Set down the whole listing that follows, precisely as written.
* * * * * * *
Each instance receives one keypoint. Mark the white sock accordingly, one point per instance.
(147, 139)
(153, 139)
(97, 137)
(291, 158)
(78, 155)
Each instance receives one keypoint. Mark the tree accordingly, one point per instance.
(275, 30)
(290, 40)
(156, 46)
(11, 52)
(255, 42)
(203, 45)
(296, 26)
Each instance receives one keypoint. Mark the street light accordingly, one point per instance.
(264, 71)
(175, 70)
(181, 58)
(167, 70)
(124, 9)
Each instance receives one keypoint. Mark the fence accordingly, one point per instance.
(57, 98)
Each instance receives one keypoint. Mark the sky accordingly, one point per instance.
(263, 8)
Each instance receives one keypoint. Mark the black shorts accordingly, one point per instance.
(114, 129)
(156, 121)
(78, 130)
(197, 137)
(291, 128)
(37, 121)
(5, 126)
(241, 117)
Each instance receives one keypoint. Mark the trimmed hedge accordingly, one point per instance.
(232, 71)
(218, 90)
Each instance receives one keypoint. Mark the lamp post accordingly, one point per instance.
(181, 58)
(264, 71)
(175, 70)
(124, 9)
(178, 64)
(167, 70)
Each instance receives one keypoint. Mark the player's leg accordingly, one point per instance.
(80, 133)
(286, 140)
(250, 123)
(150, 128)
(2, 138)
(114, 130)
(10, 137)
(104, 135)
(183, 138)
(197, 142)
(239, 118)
* * * * * * *
Result of the exercise:
Each instance receives one keypoint. Mark the white sock accordingly, one point per instance.
(147, 139)
(153, 139)
(97, 137)
(291, 158)
(78, 155)
Each instance receives one keypoint. Mark the tree accordingly, one point per instance.
(275, 30)
(290, 40)
(156, 46)
(11, 52)
(255, 42)
(203, 45)
(296, 26)
Each instance receives one keypoint. Mark the street light accordingly, one point per instance.
(264, 71)
(175, 70)
(181, 58)
(167, 70)
(124, 9)
Each instance receives one keypoint. Mark the fence accordingly, one point per instance.
(57, 98)
Each instance receives one keypoint. Mark the sky accordingly, one point per instance.
(263, 8)
Each instance receives one keypoint. Mark the black shorts accordingly, one point per instance.
(114, 129)
(156, 121)
(78, 130)
(197, 137)
(291, 128)
(37, 121)
(5, 126)
(241, 117)
Each instance receives one keypoint. Mark the trimmed hedge accordingly, one point per instance.
(232, 71)
(218, 90)
Each instance receives one keypoint. Mark the lamp post accordingly, one point per instance.
(181, 58)
(264, 71)
(175, 70)
(124, 9)
(178, 64)
(167, 70)
Each instance receives one keypoint. Mark the player's leg accordingly, one point per instance.
(80, 133)
(286, 140)
(250, 123)
(150, 128)
(2, 138)
(114, 130)
(10, 137)
(104, 135)
(183, 138)
(197, 142)
(239, 118)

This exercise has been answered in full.